_Directive:_ Rewrite the data from the line with "crowd standing in" through the end of the data, keeping every line in place. Shift each box coordinate in the answers by adding -142, and leave all other lines unchanged.

# start of Extracted information

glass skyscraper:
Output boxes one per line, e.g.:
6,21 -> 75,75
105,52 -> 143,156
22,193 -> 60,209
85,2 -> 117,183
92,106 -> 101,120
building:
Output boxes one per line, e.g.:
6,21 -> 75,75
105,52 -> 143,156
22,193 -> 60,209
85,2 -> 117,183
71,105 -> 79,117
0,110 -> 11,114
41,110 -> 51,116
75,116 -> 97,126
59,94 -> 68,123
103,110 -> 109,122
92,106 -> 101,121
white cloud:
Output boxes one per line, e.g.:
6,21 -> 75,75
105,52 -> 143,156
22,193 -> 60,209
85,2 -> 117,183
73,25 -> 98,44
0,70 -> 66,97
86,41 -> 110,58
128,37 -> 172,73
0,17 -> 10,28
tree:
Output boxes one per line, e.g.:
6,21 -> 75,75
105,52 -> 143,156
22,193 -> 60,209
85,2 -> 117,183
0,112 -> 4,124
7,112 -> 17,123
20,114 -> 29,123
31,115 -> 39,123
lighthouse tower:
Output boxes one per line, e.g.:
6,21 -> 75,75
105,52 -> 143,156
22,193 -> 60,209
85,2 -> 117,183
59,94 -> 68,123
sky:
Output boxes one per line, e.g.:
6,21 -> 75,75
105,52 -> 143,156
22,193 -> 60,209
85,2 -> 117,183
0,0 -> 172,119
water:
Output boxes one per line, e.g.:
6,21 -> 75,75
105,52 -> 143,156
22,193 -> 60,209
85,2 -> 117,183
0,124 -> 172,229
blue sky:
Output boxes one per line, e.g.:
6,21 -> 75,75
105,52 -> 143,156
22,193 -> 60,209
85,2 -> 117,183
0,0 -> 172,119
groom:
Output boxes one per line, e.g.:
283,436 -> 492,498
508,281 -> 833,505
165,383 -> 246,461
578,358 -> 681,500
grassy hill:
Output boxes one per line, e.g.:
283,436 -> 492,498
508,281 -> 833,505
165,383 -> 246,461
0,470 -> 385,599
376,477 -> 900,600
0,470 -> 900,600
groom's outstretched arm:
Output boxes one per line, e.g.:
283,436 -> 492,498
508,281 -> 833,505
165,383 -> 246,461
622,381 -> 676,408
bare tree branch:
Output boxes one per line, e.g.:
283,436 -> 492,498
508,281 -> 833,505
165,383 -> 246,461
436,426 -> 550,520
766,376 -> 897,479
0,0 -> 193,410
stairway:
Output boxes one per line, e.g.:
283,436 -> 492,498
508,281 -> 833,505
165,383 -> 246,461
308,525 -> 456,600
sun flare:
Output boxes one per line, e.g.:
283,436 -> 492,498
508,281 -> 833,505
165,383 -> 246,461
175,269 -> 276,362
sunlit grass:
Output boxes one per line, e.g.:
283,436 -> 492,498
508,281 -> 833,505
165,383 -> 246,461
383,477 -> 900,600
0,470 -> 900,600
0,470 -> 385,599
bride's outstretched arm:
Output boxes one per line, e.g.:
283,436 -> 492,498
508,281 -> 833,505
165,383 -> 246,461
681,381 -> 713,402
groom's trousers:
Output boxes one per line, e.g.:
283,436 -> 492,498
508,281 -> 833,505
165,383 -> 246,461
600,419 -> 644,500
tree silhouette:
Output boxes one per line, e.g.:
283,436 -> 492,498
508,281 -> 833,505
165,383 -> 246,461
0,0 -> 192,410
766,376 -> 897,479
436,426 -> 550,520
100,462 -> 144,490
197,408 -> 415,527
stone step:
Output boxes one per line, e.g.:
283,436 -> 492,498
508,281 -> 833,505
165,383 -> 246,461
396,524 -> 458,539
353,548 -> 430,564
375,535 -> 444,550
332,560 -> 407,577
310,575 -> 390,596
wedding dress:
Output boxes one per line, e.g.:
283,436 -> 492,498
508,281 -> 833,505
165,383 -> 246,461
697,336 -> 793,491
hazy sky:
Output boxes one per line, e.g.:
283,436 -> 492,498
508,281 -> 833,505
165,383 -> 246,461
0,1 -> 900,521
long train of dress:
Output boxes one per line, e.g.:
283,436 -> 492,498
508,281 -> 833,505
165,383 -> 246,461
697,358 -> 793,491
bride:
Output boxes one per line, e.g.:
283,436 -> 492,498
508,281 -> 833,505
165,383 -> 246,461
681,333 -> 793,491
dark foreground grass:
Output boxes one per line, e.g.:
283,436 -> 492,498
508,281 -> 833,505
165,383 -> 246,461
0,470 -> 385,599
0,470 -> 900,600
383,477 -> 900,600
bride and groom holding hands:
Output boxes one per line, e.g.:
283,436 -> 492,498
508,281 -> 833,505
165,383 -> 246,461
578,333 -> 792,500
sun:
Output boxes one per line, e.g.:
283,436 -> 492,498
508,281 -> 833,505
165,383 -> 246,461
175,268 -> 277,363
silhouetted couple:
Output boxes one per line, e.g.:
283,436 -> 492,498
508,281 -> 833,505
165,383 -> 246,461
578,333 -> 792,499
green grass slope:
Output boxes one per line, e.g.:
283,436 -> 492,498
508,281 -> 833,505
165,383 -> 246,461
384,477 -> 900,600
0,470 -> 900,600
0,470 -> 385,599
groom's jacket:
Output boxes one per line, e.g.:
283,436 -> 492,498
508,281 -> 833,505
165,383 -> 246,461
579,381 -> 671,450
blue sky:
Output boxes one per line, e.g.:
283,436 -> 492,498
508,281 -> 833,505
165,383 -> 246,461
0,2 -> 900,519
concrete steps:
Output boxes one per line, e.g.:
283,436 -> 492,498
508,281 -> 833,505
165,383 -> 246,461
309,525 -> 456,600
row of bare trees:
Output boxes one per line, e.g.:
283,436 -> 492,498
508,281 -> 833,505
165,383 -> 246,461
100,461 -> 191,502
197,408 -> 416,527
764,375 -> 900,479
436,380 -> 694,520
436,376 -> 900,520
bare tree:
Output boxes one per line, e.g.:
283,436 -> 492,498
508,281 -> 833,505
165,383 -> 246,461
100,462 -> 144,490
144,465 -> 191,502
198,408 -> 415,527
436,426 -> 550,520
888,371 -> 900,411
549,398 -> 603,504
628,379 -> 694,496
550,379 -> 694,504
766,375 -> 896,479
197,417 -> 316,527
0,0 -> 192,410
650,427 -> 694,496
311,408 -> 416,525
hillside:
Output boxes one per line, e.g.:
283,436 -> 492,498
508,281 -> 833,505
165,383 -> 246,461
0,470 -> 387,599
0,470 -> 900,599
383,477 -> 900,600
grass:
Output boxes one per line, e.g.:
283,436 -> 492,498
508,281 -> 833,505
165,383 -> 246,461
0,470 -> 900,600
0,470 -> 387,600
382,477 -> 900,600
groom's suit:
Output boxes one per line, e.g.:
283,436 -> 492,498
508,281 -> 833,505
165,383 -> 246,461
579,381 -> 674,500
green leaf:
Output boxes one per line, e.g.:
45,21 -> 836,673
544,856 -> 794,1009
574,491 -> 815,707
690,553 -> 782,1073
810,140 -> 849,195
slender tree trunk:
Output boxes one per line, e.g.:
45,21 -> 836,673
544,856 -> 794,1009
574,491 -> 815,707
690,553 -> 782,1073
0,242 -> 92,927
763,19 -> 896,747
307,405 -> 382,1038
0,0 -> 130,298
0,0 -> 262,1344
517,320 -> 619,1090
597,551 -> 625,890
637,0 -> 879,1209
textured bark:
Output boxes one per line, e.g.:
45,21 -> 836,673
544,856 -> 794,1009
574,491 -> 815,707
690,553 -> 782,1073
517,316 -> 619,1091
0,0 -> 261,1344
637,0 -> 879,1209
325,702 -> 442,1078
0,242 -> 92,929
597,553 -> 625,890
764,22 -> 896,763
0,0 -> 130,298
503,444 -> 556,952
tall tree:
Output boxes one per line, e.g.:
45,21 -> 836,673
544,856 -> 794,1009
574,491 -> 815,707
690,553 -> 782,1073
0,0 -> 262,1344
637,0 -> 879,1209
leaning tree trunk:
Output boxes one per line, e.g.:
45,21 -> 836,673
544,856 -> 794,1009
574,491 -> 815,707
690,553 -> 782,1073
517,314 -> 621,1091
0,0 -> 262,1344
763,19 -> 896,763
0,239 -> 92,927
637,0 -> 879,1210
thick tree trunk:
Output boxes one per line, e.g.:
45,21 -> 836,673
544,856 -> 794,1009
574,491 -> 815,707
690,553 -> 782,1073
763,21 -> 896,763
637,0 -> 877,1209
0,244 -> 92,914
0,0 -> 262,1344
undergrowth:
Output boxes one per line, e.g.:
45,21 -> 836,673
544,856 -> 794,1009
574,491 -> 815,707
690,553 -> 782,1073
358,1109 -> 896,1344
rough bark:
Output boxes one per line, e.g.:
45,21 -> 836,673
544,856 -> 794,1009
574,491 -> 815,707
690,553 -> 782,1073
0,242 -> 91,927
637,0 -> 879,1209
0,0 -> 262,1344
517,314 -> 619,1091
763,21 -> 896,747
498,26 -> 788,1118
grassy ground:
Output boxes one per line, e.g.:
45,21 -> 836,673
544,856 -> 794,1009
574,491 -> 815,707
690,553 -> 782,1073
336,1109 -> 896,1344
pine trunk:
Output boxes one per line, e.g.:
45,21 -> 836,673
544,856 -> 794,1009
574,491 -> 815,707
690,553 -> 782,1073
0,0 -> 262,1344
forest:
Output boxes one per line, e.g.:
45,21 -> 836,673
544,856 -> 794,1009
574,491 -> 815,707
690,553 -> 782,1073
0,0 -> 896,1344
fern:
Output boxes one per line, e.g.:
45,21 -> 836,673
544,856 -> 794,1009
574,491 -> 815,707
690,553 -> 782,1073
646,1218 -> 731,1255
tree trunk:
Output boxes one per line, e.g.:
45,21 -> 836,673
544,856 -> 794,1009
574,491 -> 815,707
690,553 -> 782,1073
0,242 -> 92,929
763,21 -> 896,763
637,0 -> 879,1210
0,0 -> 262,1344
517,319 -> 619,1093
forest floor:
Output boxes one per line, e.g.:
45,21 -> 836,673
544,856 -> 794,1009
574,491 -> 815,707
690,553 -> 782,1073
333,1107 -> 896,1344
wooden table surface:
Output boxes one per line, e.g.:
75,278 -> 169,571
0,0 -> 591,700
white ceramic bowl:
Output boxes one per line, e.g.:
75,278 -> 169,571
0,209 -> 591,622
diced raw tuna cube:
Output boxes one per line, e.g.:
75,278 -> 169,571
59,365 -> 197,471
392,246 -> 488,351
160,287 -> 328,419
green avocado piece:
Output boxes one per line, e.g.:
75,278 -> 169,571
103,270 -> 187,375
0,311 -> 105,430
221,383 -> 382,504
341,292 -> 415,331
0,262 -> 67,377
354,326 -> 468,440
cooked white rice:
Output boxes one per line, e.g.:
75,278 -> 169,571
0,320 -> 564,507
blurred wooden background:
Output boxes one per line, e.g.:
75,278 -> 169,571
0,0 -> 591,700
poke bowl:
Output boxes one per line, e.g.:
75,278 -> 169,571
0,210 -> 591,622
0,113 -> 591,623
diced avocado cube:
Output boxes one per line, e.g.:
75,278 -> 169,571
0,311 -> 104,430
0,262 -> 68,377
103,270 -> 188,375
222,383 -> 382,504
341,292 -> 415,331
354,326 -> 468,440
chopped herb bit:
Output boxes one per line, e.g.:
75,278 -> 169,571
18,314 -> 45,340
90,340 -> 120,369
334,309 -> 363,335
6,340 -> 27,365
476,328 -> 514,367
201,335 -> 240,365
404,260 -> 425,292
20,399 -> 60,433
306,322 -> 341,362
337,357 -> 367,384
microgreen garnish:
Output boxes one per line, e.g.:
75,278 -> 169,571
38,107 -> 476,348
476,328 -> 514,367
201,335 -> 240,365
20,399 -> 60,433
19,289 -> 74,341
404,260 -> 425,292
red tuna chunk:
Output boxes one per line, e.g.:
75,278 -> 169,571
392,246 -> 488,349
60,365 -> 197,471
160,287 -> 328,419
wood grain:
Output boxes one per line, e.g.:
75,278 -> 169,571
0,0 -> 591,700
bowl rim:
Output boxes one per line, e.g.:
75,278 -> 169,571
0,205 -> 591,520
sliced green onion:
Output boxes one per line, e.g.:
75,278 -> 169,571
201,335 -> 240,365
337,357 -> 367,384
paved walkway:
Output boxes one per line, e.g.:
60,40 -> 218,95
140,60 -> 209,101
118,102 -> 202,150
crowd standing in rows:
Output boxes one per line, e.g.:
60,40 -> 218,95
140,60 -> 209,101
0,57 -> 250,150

# end of Extracted information

_Exercise result:_
crowd standing in rows:
Output boxes one per line, e.g.:
60,40 -> 218,95
140,60 -> 209,101
-142,-85 -> 108,8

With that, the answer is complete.